** Begin EXTRACTED TEXT **

Saturday, June 17, 2017

Random Reactions to Beijing

These are partial views from my apartment windows.  
It's a very old place, on the top of 6 fights of cement stairs (no elevator). 
 I love it! Haven't lived IN a big city since Tokyo, and the view makes climbing all those stairs and being stared at by Chinese neighbours who aren't accustomed to Westerners, worth it.

Inside, it's comfortable, but also kind of, umm, "interesting" in how the restoration of the place was done.  If you're inside and look around a bit, you'll see huge wholes filled in with plaster and uneven floor tiles, etc., but I don't look too closely.  It all works and feels charming!  It's a great place to come "home" to for a year.  I hear children singing at a near-by preschool every weekday morning, traffic pretty much all the time (which I can close the door to anytime and it becomes soft, white noise in the background), with kids and folks chatting and playing below, outside my kitchen window.  
Here's where I proof read, work on power points, etc.  A lot of what I want to do is blocked by China, so that's a hurdle to overcome.  I should FINALLY be able to do the teaching demo next week! Was supposed to do during the first week.  Too sick (having left the states taking antibiotics for pneumonia) and too overwhelmed by the new tech, lesson format, etc to accomplish the task any sooner, I was given more time.  Gettin' there!

** End EXTRACTED TEXT **

TASK REQUIREMENTS:
**1.** According to the Beijing blog post, what does the writer hear every weekday morning?
**2.** Reproduce everything in the Beijing blog post from "Random Reactions to" down to "stairs (no elevator).", swapping "apartment" for "flat".

** Begin DATA LINES **

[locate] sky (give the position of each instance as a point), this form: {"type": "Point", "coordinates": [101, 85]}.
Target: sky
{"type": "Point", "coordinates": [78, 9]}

** End DATA LINES **

SOLUTION SET:
**1.** Children singing at a near-by preschool.

**2.**
Random Reactions to Beijing

These are partial views from my flat windows.  
It's a very old place, on the top of 6 fights of cement stairs (no elevator).